(Materials provided)

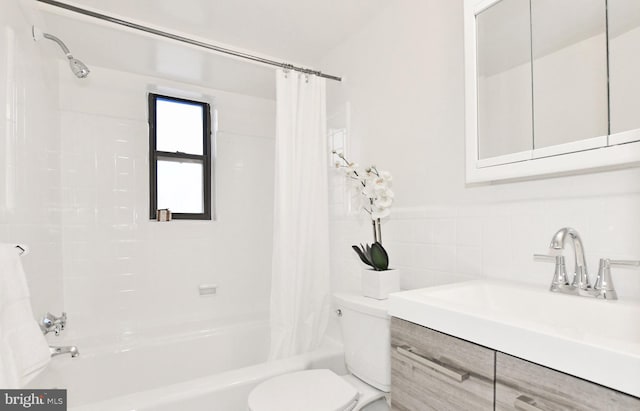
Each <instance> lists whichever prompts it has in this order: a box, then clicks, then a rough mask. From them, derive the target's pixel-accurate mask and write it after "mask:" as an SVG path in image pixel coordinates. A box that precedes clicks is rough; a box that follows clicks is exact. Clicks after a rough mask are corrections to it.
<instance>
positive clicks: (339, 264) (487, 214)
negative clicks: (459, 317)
mask: <svg viewBox="0 0 640 411" xmlns="http://www.w3.org/2000/svg"><path fill="white" fill-rule="evenodd" d="M634 210H635V211H634ZM637 210H640V194H637V193H629V194H621V195H615V196H606V197H580V198H571V199H552V200H539V201H538V200H535V201H517V202H504V203H494V204H476V205H464V206H456V207H434V208H429V207H425V208H421V207H413V208H405V209H401V208H396V209H394V210H393V211H392V216H391V218H389V219H388V220H387V221H385V222H384V223H383V225H382V238H383V243H384V245H385V247H386V248H387V249H388V251H389V254H390V262H391V265H392V266H394V267H398V268H400V269H401V270H402V271H401V278H402V280H401V282H402V287H403V288H404V289H411V288H420V287H426V286H431V285H436V284H442V283H448V282H455V281H463V280H471V279H480V278H488V279H495V280H499V281H500V280H506V281H516V282H522V283H529V284H535V285H539V286H540V287H548V285H549V283H550V281H551V278H552V275H553V268H554V267H553V264H552V263H546V262H537V261H534V259H533V254H534V253H546V252H547V251H548V244H549V241H550V240H551V236H552V235H553V234H554V233H555V232H556V230H558V229H559V228H561V227H565V226H571V227H574V228H575V229H577V230H578V232H579V233H580V234H581V236H582V240H583V242H584V246H585V250H586V255H587V258H588V261H587V262H588V264H589V273H590V275H591V276H592V278H595V275H596V274H597V271H598V260H599V259H600V258H604V257H609V258H620V259H638V258H640V255H637V250H639V249H640V235H638V233H639V232H640V213H638V211H637ZM332 240H333V256H334V258H333V260H334V261H333V269H334V271H335V272H336V273H334V277H333V278H334V288H335V289H341V288H342V289H352V290H354V291H357V290H359V278H360V270H361V268H362V267H361V265H362V264H360V263H359V262H358V261H357V257H356V255H355V253H352V252H351V250H350V245H351V244H357V243H360V242H371V241H372V238H371V234H370V230H369V225H368V222H367V221H366V218H365V217H364V216H360V215H350V216H344V215H342V216H339V215H335V216H334V218H333V230H332ZM345 250H346V251H347V252H345ZM352 254H353V255H352ZM564 254H565V256H567V270H568V271H570V272H571V271H572V270H573V250H572V247H571V245H570V244H567V247H566V250H565V253H564ZM613 275H614V281H615V284H616V288H617V290H618V294H619V296H620V298H621V299H639V300H640V270H638V269H637V268H635V269H634V268H617V269H616V270H614V273H613Z"/></svg>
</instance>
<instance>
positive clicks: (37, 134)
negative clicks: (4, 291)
mask: <svg viewBox="0 0 640 411" xmlns="http://www.w3.org/2000/svg"><path fill="white" fill-rule="evenodd" d="M33 7H34V3H33V2H27V1H19V2H16V1H11V2H5V3H3V5H2V12H1V13H0V111H1V112H2V114H0V118H1V121H0V242H7V243H25V244H27V245H28V246H30V248H31V254H29V255H26V256H25V257H24V258H23V264H24V267H25V272H26V275H27V280H28V283H29V288H30V292H31V299H32V306H33V311H34V314H35V315H36V316H40V315H42V314H44V313H45V312H46V311H52V312H55V313H58V314H59V313H60V311H61V310H62V309H63V301H62V253H61V227H60V223H61V215H60V136H59V132H58V124H59V120H58V111H57V98H58V89H57V67H58V66H57V63H56V61H55V60H54V59H53V58H51V57H49V56H48V55H47V54H45V53H44V51H43V49H42V47H41V45H40V44H38V43H36V42H34V41H33V38H32V37H31V24H32V23H34V19H33V18H32V17H33V13H34V10H33Z"/></svg>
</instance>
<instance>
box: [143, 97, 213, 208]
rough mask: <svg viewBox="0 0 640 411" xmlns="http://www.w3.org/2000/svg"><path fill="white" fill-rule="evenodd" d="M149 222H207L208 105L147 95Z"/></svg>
mask: <svg viewBox="0 0 640 411" xmlns="http://www.w3.org/2000/svg"><path fill="white" fill-rule="evenodd" d="M149 188H150V190H149V192H150V201H149V203H150V207H149V208H150V213H149V216H150V218H151V219H155V218H156V211H157V210H159V209H164V208H168V209H170V210H171V214H172V218H175V219H190V220H211V107H210V105H209V104H207V103H203V102H199V101H192V100H185V99H180V98H174V97H168V96H162V95H159V94H153V93H149Z"/></svg>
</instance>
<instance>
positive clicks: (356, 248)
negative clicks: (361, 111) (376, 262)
mask: <svg viewBox="0 0 640 411" xmlns="http://www.w3.org/2000/svg"><path fill="white" fill-rule="evenodd" d="M351 248H353V251H355V252H356V254H358V257H360V260H361V261H362V262H363V263H365V264H366V265H370V266H371V267H373V265H371V263H370V262H369V261H367V257H366V256H365V255H364V252H363V251H362V250H361V249H360V248H358V246H357V245H352V246H351Z"/></svg>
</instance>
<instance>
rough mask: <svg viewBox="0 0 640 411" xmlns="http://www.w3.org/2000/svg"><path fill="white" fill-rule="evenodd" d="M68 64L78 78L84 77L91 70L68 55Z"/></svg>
mask: <svg viewBox="0 0 640 411" xmlns="http://www.w3.org/2000/svg"><path fill="white" fill-rule="evenodd" d="M69 66H70V67H71V71H73V74H75V75H76V77H78V78H85V77H87V76H88V75H89V73H90V72H91V71H90V70H89V67H87V65H86V64H84V63H83V62H81V61H80V60H78V59H75V58H73V57H71V56H69Z"/></svg>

(End Materials provided)

Copy all lines above containing the string "positive".

positive clicks: (339, 264) (487, 214)
positive clicks: (37, 134)
positive clicks: (356, 248)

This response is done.